_Task objective:_
Extend the manga artist's reminiscences about Baoh, Gorgeous Irene and JoJo, picking up right after the last sentence shown.

━━ Selected text

That period of rigorous training was also my first time out in the world, and I truly believe I learned a great many things from my editor. I think he influenced me more as a manga artist than any other person. Editors are like tyrants, but they are also like gods. I mean, he was the one who decided that DIO would be in Egypt.
Next was Baoh the Visitor. I came up with the concept when I was doing B.T., and when I told my editor the idea, he said, "We'll do a serial. Come to Tokyo." And so in summer 1984, I moved to Tokyo. "The Visitor" doesn't really have any special meaning—maybe just in the sense that he comes back and strikes. At the time, biotechnology was a popular topic I thought I could use in a manga. So the name "Baoh" comes from "bio." And stories about big muscle guys like Rambo were very popular, so I thought I needed to pursue a more muscular style.
I'm often told that the fighting moves had really long names, but I find longer names more exciting. They feel more novel, for one thing... As for how I chose them, I just looked in the dictionary and put together words that looked cool.
The idea for Gorgeous Irene came to me suddenly during my pursuit of a more physical style. I used the name Irene simply because I thought it sounded adorable. There's not any particular meaning behind it.
The Gorgeous Irene was an experimental work; I wanted to try out drawing girls too. What I learned was that I can't. I don't know if it's because I don't understand how they feel, or what... I came out of it figuring that men draw men. That's one reason why JoJo doesn't have many female characters.
But lately, the times are changing, and girls are becoming more proactive, so I think that I might be able to draw them now.
And then finally came the beginning of JoJo. I had gotten a little bit of money from Baoh, enough to go on my very first overseas vacation to England for ten days. But I didn't know what kind of food to order aside from rice, and I really had trouble. Especially when I can't speak English...
But my experiences on that trip led to JoJo's Part 1. Incidentally, because I went under the pretext of doing research for my work, two years later I tried to write it off from my taxes as a business expense. The tax office told me that a vacation I went on two years prior couldn't count as a business expense, and they charged me the extra amount. I was sooo bitter! [laughs] But maybe I'll get in trouble for saying that here. [laughs]
The "gogogogogogo" sound effects are rhythm and mood—the tempo I feel as I'm drawing. Maybe I'll add a "doon" here and an eerie "gogogogo" there. And isn't DIO's "muda muda muda" great for really feeling like he's shouting? Sound effects can be similar to music in that regard.

As for my favorite JoJo character, I'd have to go with Josuke, I think. And Jotaro, and DIO. And then D'Arby and N'Doul—I like characters with their own aesthetics. My least favorite is Vanilla Ice. I decided to draw him as an unlikable person. And wouldn't you know it, as I was drawing him, I came to not like him.
I don't find either good or evil characters easier to draw than the other. Maybe they're two sides of the same coin... Good characters come with a lot of different restrictions, but while I'm drawing them, there's also part of them that makes me think, "This person kind of looks like they have a freaky side," and that's fun.

━━━━
━━ Listed records

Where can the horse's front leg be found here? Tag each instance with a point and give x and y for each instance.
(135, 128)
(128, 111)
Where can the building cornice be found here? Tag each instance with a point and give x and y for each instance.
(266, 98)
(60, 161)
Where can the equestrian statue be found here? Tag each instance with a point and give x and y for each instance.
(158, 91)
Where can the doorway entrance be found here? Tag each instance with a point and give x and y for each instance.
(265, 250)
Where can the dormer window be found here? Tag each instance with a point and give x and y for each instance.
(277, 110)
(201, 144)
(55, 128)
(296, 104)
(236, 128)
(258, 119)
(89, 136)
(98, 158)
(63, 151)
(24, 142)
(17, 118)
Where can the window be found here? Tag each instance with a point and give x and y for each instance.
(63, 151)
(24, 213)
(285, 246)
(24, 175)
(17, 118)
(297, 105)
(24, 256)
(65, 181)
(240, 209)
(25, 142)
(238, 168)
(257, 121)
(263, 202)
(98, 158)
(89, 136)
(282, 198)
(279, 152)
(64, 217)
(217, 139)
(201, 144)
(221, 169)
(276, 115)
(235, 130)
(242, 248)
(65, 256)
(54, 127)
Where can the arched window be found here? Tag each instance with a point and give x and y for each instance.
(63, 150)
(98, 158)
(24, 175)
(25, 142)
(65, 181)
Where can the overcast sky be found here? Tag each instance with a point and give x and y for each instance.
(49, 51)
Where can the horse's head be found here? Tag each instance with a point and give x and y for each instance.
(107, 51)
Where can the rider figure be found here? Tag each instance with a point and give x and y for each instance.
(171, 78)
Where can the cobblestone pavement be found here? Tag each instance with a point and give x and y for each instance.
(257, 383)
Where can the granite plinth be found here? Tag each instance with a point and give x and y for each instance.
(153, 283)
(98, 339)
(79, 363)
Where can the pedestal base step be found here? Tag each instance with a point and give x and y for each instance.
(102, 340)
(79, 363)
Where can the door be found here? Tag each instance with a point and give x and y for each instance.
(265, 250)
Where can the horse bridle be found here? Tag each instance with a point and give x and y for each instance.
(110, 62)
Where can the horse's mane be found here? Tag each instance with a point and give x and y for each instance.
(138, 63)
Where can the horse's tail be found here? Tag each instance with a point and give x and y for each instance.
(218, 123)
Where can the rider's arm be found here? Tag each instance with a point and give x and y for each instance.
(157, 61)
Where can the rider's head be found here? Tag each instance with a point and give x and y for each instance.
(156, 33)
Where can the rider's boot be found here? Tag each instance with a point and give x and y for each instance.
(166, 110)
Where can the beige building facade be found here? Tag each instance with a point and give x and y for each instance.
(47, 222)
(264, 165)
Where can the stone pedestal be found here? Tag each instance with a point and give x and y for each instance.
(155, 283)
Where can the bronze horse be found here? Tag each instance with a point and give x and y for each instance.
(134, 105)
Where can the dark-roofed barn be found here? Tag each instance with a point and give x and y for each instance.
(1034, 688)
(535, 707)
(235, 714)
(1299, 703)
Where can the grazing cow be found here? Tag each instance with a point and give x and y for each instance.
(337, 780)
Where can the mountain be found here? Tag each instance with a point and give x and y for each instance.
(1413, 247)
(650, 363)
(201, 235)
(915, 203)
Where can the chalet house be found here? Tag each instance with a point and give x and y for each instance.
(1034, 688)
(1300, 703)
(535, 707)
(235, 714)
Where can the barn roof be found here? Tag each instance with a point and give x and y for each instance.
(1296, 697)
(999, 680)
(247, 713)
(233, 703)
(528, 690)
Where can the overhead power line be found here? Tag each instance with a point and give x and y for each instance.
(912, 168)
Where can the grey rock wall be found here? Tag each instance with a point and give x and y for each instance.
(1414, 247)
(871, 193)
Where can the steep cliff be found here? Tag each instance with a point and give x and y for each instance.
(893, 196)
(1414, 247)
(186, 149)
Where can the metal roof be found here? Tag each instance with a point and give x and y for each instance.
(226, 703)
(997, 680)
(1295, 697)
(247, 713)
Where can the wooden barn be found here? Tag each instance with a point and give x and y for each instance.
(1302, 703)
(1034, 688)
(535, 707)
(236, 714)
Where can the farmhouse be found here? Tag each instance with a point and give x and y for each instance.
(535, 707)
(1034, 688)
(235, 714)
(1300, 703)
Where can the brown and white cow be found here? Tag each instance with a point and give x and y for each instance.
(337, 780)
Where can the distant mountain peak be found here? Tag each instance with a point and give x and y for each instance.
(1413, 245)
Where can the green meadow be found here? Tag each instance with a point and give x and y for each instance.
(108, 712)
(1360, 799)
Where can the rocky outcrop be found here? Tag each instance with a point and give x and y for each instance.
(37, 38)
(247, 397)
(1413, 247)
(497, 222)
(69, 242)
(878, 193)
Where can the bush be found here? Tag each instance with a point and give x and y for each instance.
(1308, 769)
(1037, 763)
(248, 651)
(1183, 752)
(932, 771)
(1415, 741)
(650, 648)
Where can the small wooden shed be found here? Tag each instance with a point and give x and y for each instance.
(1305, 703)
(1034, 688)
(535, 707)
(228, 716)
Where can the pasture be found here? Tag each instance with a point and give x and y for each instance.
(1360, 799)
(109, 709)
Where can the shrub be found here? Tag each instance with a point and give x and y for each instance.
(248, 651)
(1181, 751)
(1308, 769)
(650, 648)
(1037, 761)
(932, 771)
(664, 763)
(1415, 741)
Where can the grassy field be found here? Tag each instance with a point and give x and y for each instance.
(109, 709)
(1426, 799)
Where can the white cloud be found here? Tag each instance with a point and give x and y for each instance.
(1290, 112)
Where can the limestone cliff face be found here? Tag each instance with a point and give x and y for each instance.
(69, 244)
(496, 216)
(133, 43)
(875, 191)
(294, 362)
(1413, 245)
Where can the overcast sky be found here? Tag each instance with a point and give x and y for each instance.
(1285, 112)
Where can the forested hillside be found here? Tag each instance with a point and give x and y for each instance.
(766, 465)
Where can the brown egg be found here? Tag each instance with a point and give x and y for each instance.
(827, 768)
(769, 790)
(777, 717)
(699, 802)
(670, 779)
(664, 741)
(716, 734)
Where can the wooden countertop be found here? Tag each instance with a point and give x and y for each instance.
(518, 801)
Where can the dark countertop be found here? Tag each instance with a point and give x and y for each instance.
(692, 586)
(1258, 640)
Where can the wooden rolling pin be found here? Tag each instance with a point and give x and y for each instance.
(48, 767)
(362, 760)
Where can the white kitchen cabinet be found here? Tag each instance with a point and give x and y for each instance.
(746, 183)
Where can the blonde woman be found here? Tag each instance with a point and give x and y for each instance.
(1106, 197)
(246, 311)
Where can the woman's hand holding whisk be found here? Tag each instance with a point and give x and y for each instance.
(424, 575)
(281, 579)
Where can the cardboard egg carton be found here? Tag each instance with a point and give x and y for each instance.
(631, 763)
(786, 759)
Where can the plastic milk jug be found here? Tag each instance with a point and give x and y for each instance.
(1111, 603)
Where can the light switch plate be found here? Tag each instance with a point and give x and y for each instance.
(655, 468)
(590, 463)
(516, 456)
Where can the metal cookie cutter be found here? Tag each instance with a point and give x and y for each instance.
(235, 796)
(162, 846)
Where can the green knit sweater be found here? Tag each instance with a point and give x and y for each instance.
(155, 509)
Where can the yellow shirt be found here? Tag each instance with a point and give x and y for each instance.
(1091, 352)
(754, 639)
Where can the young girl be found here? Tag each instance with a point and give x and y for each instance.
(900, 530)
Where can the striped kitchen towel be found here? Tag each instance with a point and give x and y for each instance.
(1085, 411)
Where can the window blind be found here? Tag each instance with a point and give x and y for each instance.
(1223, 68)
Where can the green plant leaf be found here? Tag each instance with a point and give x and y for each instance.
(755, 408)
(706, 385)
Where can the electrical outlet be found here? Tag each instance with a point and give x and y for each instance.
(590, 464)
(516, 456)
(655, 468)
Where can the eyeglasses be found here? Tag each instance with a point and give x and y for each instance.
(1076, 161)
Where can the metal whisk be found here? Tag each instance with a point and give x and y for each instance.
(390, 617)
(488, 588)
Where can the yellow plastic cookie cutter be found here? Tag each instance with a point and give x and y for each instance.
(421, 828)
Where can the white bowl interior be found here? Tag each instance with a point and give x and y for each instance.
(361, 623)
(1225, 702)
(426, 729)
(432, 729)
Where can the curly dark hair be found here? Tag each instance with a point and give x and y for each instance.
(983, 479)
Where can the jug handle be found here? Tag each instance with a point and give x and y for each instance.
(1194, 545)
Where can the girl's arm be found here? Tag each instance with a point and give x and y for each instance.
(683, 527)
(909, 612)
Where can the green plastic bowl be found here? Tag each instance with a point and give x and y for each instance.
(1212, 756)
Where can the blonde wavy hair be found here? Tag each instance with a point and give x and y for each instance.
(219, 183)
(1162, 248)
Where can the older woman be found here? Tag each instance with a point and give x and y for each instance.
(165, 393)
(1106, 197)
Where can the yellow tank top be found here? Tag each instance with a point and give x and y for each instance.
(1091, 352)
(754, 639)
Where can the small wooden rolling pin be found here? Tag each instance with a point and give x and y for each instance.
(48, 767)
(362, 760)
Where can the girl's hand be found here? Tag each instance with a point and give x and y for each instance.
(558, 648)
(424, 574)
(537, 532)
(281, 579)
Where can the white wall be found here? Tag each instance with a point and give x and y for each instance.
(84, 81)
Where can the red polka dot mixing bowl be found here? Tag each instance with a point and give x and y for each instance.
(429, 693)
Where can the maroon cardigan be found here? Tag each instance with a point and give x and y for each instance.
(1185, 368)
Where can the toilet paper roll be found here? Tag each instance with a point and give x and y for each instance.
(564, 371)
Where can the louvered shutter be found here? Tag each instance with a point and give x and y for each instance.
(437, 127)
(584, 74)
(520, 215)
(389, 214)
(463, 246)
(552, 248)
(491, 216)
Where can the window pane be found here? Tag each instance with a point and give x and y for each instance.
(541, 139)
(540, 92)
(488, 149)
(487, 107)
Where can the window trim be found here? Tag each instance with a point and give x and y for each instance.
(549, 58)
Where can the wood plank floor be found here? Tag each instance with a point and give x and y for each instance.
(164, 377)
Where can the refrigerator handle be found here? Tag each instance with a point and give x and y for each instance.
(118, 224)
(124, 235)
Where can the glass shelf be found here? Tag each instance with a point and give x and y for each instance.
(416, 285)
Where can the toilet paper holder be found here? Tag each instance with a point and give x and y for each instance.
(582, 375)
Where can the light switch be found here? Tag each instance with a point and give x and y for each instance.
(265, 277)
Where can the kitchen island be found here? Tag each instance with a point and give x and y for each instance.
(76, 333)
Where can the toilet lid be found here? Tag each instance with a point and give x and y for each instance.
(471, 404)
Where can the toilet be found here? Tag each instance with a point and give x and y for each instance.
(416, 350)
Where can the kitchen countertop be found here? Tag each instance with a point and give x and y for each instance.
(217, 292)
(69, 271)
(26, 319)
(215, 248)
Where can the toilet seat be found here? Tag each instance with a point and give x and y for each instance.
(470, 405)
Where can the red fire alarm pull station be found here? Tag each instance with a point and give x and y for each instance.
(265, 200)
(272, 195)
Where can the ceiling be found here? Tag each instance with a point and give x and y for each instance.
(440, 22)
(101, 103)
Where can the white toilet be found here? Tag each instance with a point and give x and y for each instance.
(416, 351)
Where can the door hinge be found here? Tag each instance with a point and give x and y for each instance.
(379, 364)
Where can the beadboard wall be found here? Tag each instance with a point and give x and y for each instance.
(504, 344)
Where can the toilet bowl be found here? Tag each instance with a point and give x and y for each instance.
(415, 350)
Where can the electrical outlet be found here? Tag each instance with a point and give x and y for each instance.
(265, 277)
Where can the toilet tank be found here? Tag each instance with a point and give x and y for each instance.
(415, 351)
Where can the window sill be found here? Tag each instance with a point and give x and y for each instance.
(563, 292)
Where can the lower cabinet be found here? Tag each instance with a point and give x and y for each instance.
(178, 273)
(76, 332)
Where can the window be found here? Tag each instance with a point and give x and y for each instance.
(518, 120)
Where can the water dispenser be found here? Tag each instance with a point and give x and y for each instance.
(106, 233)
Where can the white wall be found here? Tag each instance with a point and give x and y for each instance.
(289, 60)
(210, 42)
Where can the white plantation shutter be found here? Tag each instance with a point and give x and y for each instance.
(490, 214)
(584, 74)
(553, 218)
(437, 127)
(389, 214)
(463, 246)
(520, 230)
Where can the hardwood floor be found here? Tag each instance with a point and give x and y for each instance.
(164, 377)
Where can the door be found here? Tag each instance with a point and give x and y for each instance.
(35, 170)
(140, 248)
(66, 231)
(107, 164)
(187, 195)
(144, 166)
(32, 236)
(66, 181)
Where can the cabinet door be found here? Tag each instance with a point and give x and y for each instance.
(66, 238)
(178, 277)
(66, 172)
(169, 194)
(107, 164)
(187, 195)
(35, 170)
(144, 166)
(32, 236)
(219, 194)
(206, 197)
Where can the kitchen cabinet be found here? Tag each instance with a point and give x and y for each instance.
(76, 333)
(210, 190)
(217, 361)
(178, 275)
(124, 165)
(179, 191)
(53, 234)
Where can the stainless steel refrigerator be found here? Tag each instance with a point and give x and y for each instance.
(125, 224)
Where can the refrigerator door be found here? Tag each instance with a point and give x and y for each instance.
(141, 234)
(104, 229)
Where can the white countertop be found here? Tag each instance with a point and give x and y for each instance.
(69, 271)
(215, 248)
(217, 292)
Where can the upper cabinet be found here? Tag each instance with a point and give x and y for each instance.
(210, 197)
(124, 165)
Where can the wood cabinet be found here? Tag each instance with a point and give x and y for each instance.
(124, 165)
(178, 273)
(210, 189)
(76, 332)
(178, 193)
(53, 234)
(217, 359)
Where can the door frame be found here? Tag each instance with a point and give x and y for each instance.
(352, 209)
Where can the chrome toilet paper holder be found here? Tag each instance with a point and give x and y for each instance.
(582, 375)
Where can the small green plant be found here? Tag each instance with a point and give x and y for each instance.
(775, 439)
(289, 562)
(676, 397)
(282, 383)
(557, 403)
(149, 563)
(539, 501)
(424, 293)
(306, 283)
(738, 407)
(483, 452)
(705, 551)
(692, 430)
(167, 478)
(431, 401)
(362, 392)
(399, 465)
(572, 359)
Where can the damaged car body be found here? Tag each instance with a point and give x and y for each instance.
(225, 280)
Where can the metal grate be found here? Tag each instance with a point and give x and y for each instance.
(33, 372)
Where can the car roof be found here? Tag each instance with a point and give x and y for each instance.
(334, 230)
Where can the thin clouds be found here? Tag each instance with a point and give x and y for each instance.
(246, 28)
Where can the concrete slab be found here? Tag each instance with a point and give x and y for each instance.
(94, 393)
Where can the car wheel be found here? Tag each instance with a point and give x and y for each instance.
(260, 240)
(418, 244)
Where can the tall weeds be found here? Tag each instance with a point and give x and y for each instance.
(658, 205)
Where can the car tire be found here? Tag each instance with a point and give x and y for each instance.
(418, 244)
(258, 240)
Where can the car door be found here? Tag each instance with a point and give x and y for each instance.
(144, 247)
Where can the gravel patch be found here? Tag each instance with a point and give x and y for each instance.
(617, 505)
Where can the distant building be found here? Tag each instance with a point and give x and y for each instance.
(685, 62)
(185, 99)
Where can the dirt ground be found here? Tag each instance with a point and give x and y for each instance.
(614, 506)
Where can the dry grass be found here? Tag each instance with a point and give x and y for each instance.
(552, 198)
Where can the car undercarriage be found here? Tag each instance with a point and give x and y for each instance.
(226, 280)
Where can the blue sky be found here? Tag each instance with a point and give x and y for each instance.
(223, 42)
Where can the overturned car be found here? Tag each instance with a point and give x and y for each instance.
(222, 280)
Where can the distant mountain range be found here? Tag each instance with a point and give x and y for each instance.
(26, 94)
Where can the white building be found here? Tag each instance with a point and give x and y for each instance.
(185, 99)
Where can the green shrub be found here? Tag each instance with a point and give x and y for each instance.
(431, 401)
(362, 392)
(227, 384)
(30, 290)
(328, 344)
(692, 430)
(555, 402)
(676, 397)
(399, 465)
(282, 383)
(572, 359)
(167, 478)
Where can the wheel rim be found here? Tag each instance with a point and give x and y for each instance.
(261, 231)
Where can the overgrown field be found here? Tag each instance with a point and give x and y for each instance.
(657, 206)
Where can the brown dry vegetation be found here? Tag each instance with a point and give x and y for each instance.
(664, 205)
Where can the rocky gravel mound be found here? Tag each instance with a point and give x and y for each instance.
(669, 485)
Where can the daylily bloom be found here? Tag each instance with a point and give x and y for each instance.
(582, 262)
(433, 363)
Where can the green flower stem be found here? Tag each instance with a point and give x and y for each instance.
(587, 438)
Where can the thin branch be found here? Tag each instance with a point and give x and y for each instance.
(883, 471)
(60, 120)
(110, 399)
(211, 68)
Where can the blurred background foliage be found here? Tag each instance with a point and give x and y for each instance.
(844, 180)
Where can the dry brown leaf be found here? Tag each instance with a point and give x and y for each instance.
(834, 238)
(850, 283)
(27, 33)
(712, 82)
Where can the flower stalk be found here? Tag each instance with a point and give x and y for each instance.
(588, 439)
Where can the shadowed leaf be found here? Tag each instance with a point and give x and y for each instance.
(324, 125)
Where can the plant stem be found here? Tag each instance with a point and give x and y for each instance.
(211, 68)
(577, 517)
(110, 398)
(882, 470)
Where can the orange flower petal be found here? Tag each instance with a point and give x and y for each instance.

━━━━

_Answer to this task:_
Both good and evil are easy to draw, and both are hard to draw, too... but if I had to pick I'd say that bad characters are more interesting. They have a kind of freedom; they can just destroy things if they want.
Jotaro's school uniform is from Babel II, which also has a protagonist who wears a school uniform and goes to the desert. I just think that's extremely cool—to go on an adventure dressed like that. There's a certain kind of romanticism there, and beauty. Even though in ordinary manga, I'm sure they'd take their uniforms off.

Nikola Tesla, which I wrote and supervised, came about because I was reading about the man and thought he was really incredible. A lot of books have come out about him now, but there were almost none at the time we did the project. I was stunned when I read about him. He was super eccentric, but also a genius, and I was immediately drawn to him as a character.
Now—and this isn't about Nikola Tesla—I'm drawn to the dark sides of people. I want to know what made them that way. I'm strongly taken in by people who commit crimes, while probably feeling casually about it, that end up being a huge incident.

Right now, JoJo is everything!

I'm also interested in fashion, and I read fashion books and catalogs from places like France and Italy to get ideas for my character's clothing and accessories. Flamboyant designers like Versace and Moschino make for great drawings. But there's one downside—when I keep drawing the same fashions for an extended time, I get tired of them. [laughs] It's the same as with real fashion—you don't keep wearing the same trends for two or three years straight.
Early on, I also referred to Japanese fashion magazines, but they're not the same. We're behind. A trend will start elsewhere, and then about a year later, everyone here imitates it and then it's the trend here.

My process of drawing manga begins with the rough draft. I write the script on notebook paper, and if I go over length, I'll make cuts or shift some to the next week's chapter. I usually finish the script within twelve hours. I have a meeting with my editor to go over the rough draft, and after that I do the panel layout and go on to drawing.
I work on one page at a time, from penciling to inking. I don't do the entire chapter's penciling at one go, because my five assistants work more efficiently if we take each page from start to finish. The panel layout almost never changes from the rough draft to the final pages, although sometimes I'll reword the dialogue.
I do the rough draft and the panel layout on Sunday. Then Monday, we work from eleven until usually midnight. We do take a proper break for about an hour-and-a-half starting at three. Tuesday and Wednesday are the same, and we'll finish the pages by around six on Thursday. Then, until midnight, I'll work out my ideas for the next week. Then I have Friday and Saturday to work on color illustrations, or research, or resting. I'm not very good at doing research. [laughs] Talking to people I don't know, that's a little... [laughs] Going to the zoo, even asking questions of the zookeepers, makes me so nervous.
When I'm working, I keep a rather strict pace, because if I take my time I'll never be done.
In the afternoon, I have to give my assistants lots of instructions, and as a consequence, my own work often comes to a stop. My most productive time of day is after they go home at eight.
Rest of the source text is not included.